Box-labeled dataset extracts
□ □ □ □ □ □ □
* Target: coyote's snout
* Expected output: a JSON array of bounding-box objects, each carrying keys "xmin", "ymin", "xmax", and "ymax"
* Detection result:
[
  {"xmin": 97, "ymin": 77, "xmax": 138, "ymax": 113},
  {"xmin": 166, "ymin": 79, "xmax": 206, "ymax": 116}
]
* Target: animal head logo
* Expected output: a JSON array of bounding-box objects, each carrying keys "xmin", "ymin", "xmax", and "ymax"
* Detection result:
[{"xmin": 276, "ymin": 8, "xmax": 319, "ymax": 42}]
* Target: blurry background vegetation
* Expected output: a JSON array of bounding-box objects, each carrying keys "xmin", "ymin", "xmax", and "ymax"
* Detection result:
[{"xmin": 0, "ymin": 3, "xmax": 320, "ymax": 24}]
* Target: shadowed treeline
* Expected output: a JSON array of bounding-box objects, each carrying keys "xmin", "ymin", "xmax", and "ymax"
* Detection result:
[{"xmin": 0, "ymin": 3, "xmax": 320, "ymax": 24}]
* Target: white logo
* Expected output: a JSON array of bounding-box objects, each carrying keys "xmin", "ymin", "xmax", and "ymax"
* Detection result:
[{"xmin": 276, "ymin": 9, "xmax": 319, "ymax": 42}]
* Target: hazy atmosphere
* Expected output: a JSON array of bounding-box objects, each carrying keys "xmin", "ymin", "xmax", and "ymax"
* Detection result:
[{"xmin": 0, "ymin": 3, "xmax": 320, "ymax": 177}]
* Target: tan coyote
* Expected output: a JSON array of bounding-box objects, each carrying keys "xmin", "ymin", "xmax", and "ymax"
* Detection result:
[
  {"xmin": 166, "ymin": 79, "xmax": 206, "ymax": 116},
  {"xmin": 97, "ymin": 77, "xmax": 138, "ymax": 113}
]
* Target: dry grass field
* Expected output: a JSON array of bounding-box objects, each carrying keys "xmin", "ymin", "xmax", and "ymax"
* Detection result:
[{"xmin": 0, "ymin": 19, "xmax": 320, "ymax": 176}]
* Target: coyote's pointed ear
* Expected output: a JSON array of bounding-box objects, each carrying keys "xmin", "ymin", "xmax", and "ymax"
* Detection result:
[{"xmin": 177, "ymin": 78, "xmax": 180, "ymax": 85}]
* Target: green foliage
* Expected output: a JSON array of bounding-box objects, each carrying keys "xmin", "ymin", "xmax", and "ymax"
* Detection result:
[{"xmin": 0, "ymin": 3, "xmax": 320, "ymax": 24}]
□ □ □ □ □ □ □
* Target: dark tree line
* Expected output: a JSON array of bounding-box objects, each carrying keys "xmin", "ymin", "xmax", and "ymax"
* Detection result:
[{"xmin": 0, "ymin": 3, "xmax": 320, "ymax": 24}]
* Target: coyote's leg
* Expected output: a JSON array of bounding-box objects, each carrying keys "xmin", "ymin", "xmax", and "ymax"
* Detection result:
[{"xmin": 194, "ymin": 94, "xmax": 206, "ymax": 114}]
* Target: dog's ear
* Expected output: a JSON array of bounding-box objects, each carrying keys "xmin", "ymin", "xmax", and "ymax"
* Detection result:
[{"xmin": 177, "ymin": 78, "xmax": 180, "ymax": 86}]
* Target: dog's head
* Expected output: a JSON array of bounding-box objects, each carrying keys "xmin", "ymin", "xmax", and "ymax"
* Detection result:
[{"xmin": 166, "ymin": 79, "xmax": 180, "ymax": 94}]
□ □ □ □ □ □ □
__Problem__.
Gather every line above that contains the word "coyote", and copy each one in full.

__Task output__.
* Target: coyote's snout
* Target: tan coyote
* Target: coyote's pointed ear
* Target: coyote's leg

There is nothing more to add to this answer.